▶ [Aufgabe]
Kopieren Sie aus dem unten stehenden Text über das Familienleben im Wohnmobil den Abschnitt von „Deine ganze Lebenssituation“ bis einschließlich „Wo bleib ich?“ wortgetreu.

▶ [Angezeigter Text]

Krise Nr. 2: Wo treffen wir andere Kinder?
Du suchst aktiv nach Spielkontakten für deine Kinder, denn die üblichen Nachbarskinder oder Schulfreunde sind nicht mehr da und die neuen findest du noch nicht. Schau mal in unsere Listen an Freilernerfamilien und Freilernertreffen! Und vielleicht magst du auch zum direkten Vernetzen in unsere „Freilerner unterwegs“-Telegram Themengruppe kommen? Schreibe mir dazu einfach eine Nachricht (@Vagabundenliebe). Auch diese Thematik kann Konflikte im Wohnmobil provozieren. Manchmal sind es aber wir Eltern, die dem Thema mehr Gewicht geben als unsere Kinder selbst. Wie ich das meine? Das erkläre ich in ein paar Tagen in einem weiteren Artikel.
Krise Nr. 3: Wieso kann ich nicht mehr „weglaufen“?
Deine ganze Lebenssituation ist neu und das dazu auf engem Raum, wo du nicht einfach eine Tür hinter dir zuschmeißen kannst und deine Ruhe hast. Du bist nun gezwungen dich deinen Konflikten IM Wohnmobil zu stellen. In einem Alltag in einem Haus mit mehreren Räumen, womöglich auch noch viele Stunden außer Haus getrennt von deinen Kindern und möglicherweise Partner, hast du ganz andere Konfliktstrategien verinnerlicht, die dich hier und jetzt nicht mehr weiterführen. Im Gegenteil: Hier, in deinem neuen Umfeld, wo du Kids und Partner 24/7 um dich hast, bringen sie das Fass zum Explodieren. Übrigens einer der tollsten Gründe für’s Reisen, weil der stetige Wandel, die Veränderung, wie ein Katalysator für dein persönliches Wachstum wirkt. Wenn du es zulässt.
Krise Nr. 4: Wo bleib ich?

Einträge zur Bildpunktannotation

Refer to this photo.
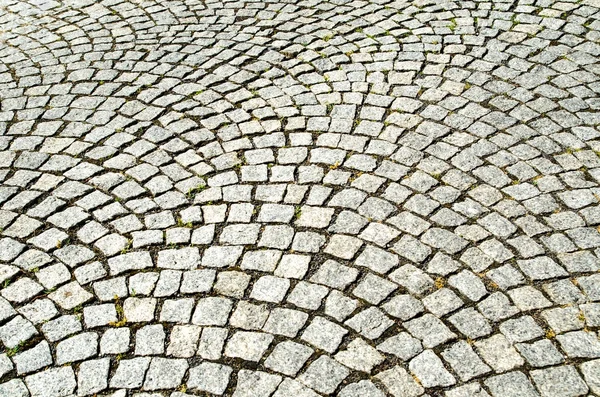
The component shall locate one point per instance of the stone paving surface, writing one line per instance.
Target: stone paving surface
(299, 198)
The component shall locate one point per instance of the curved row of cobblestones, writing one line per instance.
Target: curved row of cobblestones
(299, 198)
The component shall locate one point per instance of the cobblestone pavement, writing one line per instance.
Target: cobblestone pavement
(299, 198)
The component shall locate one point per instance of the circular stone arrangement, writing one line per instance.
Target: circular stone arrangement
(299, 198)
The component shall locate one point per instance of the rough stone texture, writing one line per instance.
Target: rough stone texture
(308, 198)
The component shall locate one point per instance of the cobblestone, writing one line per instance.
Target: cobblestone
(299, 198)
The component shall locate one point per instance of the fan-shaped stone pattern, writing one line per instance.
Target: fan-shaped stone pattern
(299, 198)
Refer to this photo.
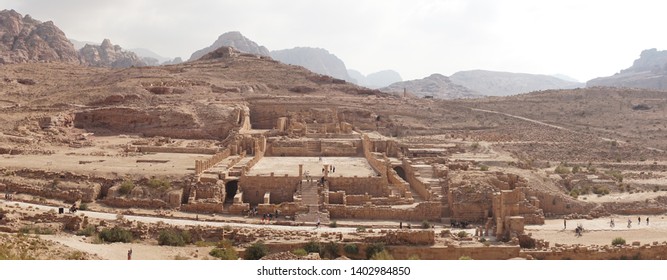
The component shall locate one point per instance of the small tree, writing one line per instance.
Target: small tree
(116, 234)
(426, 224)
(382, 255)
(351, 249)
(462, 234)
(171, 237)
(312, 247)
(126, 187)
(373, 249)
(618, 241)
(256, 251)
(224, 250)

▶ [Lösung]
Deine ganze Lebenssituation ist neu und das dazu auf engem Raum, wo du nicht einfach eine Tür hinter dir zuschmeißen kannst und deine Ruhe hast. Du bist nun gezwungen dich deinen Konflikten IM Wohnmobil zu stellen. In einem Alltag in einem Haus mit mehreren Räumen, womöglich auch noch viele Stunden außer Haus getrennt von deinen Kindern und möglicherweise Partner, hast du ganz andere Konfliktstrategien verinnerlicht, die dich hier und jetzt nicht mehr weiterführen. Im Gegenteil: Hier, in deinem neuen Umfeld, wo du Kids und Partner 24/7 um dich hast, bringen sie das Fass zum Explodieren. Übrigens einer der tollsten Gründe für’s Reisen, weil der stetige Wandel, die Veränderung, wie ein Katalysator für dein persönliches Wachstum wirkt. Wenn du es zulässt.
Krise Nr. 4: Wo bleib ich?